— To do —
Count the lines of the material below that contain the string "steeple", matching case exactly, and reply with the number alone.

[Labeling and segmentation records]
****************************************

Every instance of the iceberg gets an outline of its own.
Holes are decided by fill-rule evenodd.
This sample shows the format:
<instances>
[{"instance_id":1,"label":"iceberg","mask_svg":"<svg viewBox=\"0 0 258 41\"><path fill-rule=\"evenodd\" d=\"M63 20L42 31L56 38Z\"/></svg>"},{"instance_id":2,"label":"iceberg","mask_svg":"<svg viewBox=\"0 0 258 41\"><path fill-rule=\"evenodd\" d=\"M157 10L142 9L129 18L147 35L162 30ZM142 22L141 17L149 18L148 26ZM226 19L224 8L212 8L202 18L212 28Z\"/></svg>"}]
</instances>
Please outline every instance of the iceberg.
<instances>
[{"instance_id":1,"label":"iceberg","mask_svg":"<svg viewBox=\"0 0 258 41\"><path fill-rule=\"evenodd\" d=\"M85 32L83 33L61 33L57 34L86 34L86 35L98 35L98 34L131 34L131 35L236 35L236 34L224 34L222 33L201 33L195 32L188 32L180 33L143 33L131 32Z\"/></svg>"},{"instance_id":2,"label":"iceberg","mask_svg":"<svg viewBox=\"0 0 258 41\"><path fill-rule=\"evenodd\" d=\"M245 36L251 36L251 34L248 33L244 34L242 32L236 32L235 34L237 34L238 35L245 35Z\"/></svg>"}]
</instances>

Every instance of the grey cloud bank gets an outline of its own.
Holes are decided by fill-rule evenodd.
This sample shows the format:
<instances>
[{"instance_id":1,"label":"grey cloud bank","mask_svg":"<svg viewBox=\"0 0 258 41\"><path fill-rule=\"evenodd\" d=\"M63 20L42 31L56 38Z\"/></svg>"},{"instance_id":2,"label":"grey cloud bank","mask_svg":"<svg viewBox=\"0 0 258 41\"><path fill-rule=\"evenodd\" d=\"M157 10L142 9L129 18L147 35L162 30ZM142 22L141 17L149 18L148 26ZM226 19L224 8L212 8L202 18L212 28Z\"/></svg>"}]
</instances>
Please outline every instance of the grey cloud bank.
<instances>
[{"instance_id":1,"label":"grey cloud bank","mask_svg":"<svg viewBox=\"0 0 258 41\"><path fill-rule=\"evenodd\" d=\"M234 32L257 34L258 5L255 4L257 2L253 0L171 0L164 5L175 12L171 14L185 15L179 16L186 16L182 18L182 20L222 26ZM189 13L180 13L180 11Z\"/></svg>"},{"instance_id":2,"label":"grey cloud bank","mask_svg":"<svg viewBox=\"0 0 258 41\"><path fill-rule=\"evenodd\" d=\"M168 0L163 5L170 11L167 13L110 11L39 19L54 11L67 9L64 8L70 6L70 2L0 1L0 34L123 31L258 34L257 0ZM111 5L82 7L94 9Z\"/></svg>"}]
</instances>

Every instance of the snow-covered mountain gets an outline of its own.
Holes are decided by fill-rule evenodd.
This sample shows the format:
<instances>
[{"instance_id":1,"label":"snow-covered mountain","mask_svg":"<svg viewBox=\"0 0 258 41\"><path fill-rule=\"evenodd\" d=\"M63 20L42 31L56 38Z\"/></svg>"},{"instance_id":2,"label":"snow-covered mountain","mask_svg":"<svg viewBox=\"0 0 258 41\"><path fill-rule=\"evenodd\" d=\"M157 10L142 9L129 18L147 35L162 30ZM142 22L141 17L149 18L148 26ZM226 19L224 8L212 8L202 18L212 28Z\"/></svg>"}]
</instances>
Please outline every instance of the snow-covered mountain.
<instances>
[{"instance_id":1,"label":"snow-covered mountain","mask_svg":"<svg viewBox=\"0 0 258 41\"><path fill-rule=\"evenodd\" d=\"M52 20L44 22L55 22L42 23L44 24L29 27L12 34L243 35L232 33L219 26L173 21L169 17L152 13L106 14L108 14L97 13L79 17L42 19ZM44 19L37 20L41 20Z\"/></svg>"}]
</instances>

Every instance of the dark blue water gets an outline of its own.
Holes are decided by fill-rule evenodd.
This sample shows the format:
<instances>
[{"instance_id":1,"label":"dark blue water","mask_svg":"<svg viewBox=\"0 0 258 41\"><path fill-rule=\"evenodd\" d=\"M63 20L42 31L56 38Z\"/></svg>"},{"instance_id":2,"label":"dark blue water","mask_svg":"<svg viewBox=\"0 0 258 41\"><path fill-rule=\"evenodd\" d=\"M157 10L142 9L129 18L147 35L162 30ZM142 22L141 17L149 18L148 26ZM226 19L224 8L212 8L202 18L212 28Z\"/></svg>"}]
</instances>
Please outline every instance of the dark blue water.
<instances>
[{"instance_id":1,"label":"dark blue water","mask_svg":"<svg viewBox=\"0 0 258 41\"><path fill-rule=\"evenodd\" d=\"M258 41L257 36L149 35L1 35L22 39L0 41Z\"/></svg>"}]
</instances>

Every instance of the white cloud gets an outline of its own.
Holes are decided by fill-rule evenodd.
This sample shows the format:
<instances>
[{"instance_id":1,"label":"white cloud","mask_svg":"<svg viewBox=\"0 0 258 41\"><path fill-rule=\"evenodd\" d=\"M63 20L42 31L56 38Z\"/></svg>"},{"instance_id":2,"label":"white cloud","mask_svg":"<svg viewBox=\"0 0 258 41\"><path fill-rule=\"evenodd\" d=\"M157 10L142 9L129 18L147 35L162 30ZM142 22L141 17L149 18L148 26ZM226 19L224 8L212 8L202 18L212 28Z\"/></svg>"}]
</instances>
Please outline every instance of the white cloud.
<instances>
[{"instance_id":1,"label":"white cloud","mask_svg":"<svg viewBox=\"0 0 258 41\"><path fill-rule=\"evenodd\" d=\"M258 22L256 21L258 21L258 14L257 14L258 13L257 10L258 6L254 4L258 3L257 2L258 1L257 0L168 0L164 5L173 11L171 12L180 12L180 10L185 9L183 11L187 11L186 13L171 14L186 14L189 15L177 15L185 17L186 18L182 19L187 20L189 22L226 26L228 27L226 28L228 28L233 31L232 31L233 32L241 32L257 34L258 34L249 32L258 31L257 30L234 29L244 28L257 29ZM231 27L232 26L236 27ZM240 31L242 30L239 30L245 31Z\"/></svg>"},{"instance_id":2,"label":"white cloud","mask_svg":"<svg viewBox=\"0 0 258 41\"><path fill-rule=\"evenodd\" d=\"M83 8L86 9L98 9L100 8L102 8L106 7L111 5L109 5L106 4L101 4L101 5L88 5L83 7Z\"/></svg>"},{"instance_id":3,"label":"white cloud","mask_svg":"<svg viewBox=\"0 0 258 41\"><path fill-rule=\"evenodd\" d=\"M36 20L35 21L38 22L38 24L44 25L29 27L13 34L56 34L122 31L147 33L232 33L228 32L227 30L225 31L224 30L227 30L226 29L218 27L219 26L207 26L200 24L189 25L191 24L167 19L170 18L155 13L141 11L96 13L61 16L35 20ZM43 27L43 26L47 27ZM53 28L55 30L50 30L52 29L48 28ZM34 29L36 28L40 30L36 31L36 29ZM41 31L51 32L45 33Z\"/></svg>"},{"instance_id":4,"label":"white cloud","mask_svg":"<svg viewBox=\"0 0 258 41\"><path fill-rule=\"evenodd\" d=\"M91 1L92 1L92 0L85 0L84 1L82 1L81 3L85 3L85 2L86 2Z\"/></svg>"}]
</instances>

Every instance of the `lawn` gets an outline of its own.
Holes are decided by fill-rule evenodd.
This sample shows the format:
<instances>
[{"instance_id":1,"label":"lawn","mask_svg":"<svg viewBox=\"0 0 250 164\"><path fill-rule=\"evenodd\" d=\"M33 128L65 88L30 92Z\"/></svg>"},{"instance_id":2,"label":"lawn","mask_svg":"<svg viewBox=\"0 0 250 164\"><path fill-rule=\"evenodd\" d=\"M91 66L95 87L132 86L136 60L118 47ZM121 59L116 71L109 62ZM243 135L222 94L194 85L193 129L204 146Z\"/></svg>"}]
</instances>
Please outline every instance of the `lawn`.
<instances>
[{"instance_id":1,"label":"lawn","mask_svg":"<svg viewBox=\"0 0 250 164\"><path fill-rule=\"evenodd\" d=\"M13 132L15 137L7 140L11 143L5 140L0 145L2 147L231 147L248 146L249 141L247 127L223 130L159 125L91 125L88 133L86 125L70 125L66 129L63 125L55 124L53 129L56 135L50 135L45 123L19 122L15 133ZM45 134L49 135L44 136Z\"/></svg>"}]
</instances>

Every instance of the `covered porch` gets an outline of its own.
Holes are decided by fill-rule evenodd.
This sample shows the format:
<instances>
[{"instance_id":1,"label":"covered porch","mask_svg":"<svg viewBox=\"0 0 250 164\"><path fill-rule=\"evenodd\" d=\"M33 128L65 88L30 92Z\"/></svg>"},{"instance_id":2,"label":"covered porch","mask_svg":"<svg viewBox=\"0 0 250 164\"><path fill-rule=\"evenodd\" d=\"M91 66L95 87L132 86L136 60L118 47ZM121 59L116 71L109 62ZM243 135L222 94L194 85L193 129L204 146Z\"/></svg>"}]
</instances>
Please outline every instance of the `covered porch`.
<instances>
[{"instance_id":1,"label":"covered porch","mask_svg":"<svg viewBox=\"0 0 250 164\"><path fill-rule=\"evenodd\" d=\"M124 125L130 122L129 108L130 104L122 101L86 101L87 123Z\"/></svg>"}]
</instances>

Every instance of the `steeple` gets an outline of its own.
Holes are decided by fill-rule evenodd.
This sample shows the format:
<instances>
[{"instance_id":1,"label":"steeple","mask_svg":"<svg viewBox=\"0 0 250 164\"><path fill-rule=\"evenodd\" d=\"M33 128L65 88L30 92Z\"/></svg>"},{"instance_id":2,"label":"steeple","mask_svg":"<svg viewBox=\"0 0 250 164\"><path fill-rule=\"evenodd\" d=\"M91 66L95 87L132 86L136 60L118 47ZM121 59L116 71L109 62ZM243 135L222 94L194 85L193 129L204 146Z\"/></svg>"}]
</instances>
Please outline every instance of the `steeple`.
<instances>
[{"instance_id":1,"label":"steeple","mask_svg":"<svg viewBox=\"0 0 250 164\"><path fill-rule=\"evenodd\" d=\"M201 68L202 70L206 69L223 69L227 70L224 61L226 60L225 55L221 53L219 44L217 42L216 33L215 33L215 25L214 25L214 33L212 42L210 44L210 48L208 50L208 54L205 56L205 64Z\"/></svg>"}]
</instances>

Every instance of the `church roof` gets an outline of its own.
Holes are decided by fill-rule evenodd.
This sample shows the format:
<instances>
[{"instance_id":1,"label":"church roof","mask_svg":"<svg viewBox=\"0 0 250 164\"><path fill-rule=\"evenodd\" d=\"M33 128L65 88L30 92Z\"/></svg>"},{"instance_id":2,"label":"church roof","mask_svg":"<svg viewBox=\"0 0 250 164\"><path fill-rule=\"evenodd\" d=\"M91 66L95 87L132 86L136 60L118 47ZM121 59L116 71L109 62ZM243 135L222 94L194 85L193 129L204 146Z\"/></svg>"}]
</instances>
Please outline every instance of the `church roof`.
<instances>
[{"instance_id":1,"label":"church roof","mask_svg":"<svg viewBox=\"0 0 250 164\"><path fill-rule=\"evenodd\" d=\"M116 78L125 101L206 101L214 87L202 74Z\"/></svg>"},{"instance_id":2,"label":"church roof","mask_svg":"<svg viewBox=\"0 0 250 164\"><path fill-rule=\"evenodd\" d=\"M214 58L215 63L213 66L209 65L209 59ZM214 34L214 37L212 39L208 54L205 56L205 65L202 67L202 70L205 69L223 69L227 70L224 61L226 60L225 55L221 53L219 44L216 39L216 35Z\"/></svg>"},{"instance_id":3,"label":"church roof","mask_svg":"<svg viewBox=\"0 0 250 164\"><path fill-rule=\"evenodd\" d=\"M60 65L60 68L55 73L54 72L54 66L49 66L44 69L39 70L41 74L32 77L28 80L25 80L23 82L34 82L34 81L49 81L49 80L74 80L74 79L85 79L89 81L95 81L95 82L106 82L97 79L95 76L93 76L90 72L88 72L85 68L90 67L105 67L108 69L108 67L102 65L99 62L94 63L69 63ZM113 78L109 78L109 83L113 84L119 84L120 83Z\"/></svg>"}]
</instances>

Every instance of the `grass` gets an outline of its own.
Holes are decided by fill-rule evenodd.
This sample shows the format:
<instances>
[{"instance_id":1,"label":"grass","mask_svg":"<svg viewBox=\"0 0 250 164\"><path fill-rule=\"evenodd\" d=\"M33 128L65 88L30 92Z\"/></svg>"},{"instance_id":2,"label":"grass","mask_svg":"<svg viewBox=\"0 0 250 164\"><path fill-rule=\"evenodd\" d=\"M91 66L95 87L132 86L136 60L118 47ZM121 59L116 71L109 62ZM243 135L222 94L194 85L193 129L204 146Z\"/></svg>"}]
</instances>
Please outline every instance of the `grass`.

****************************************

— Written response —
4